— Completa lo siguiente —
#1 Actualiza el fragmento del texto sobre la felicidad: empieza en las palabras "Si queréis la" y detente después de "y de realizar.", cambiando "felicidad" por "alegría".
#2 ¿Puedes resumir en dos oraciones el texto sobre la felicidad?
#3 Según el texto sobre la felicidad, ¿a qué mundo pertenecen los elementos que permiten alimentarla?

— Extracto del documento —

◇ ◇ ◇

Todos los humanos quieren la felicidad, pero no saben cómo obtenerla y no se imaginan siquiera que para ello hay que hacer un trabajo, que seguir una disciplina. Desde el momento en que han venido a la tierra, comen, beben, duermen, se pasean, van de un lado para otro, tienen hijos y piensan que automáticamente deben ser felices. Pero los animales realizan más o menos las mismas actividades. ¿Entonces? No basta estar en el mundo para ser feliz. Para ser feliz, hay que hacer cierto número de cosas... ¡y no hacer otras! La felicidad es como un don que se debe cultivar. En la medida en que no se cultiva, no se obtiene nada. Ocurre exactamente lo mismo con los dones artísticos: ni siquiera las personas más dotadas para la música, la pintura, la danza, etc., podrán realizar algo si no trabajan todos los días con tenacidad para cultivar esos dones.
Si queréis la felicidad, no os quedéis sin hacer nada: id en busca de los elementos que os permitirán alimentarla. Esos elementos pertenecen al mundo divino y, cuando los hayáis encontrado, amaréis a todo el mundo y seréis amados, poseeréis una mejor comprensión de las cosas y, al fin, tendréis el poder de actuar y de realizar.
II
LA FELICIDAD NO ES EL PLACER
La necesidad de encontrar la felicidad está profundamente arraigada en el ser humano. Es esta necesidad la que le estimula, la que le guía. Aun cuando, según su temperamento, mire esa felicidad bajo formas diferentes, se le aparece sobre todo bajo la forma del placer, ya que la felicidad no va nunca separada del placer y la mayoría de las personas confunden incluso una cosa con la otra. Se imaginan que todo lo que les parece atractivo, simpático, que les gusta, que les dice algo, es lo que les va a hacer felices. Pero no es así. Si se analiza lo que realmente es el placer, cómo se halla, dónde se encuentra, se comprenderá que es mucho más complicado.

◇ ◇ ◇

— Registros de datos —
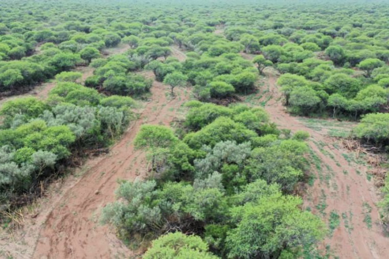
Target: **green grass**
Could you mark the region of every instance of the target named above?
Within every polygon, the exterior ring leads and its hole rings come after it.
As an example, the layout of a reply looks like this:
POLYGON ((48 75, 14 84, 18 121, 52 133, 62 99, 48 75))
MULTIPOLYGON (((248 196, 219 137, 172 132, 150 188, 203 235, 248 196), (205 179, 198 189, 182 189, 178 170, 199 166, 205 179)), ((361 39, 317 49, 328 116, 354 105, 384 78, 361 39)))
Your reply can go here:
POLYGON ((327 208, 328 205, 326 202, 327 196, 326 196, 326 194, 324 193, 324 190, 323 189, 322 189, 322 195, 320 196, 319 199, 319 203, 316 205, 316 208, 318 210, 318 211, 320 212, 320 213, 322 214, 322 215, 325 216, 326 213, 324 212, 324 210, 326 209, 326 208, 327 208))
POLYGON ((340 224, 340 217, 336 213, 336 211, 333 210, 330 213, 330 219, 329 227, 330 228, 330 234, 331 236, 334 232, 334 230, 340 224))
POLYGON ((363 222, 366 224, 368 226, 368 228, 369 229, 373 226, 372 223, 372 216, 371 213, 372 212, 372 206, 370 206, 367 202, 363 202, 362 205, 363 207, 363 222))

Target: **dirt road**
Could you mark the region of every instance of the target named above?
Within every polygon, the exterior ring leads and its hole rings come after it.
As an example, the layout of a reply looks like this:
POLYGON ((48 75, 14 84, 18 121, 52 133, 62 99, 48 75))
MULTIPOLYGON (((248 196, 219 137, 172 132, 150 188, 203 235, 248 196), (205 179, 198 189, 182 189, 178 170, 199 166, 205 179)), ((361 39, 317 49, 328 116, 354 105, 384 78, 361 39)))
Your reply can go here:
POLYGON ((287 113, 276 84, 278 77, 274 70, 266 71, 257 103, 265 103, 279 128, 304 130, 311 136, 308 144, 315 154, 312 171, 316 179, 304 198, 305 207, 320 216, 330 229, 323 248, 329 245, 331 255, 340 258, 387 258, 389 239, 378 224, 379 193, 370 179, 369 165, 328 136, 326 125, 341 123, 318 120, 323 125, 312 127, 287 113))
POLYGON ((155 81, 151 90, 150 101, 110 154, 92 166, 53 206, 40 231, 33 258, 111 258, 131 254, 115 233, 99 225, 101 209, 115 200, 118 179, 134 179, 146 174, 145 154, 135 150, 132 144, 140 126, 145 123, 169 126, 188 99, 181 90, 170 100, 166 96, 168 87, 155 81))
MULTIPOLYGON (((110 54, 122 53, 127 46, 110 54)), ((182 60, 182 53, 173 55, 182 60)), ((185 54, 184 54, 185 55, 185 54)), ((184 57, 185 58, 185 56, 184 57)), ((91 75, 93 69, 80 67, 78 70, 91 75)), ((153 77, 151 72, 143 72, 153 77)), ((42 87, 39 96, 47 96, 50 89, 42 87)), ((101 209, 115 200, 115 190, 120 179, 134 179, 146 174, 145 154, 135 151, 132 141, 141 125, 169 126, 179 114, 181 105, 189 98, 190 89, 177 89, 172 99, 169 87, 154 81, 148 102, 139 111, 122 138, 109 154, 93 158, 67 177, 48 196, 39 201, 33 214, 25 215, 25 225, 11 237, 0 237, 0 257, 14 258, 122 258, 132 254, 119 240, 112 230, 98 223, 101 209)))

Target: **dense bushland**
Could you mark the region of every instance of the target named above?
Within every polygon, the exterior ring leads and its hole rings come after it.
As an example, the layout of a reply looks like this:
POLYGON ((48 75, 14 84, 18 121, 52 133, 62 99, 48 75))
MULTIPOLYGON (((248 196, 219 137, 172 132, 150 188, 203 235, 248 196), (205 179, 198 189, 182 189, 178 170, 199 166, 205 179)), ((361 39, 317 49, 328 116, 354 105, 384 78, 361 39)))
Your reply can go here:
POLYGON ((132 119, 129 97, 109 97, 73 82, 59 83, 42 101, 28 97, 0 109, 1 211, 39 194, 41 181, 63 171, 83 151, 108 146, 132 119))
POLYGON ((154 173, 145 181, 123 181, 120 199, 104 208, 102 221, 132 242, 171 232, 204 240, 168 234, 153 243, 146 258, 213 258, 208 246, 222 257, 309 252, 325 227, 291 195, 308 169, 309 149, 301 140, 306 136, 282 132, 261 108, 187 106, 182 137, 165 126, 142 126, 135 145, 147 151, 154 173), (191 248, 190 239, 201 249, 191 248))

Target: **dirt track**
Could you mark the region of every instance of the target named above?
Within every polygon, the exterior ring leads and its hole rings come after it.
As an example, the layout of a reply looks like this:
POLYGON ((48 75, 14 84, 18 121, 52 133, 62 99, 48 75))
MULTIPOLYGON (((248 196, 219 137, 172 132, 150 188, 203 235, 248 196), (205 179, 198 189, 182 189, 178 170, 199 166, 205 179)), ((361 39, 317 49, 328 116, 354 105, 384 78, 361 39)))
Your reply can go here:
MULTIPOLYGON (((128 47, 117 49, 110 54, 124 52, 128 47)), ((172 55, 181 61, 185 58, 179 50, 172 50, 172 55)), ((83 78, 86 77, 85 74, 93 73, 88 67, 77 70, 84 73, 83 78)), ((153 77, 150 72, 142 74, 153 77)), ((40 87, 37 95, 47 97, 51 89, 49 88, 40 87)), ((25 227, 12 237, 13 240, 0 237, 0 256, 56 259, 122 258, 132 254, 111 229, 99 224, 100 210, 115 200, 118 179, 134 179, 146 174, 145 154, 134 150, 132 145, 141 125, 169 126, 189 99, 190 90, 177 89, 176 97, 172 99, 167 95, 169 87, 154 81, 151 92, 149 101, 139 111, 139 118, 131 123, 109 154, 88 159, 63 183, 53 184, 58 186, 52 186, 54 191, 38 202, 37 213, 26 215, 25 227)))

◇ ◇ ◇

— Respuestas escritas —
#1
Si queréis la alegría, no os quedéis sin hacer nada: id en busca de los elementos que os permitirán alimentarla. Esos elementos pertenecen al mundo divino y, cuando los hayáis encontrado, amaréis a todo el mundo y seréis amados, poseeréis una mejor comprensión de las cosas y, al fin, tendréis el poder de actuar y de realizar.

#2 La felicidad no se obtiene automáticamente por estar en el mundo, sino que es un don que hay que cultivar con trabajo y disciplina, igual que los dones artísticos. Además, la felicidad no es el placer, aunque la mayoría de las personas confunden una cosa con la otra.

#3 Al mundo divino.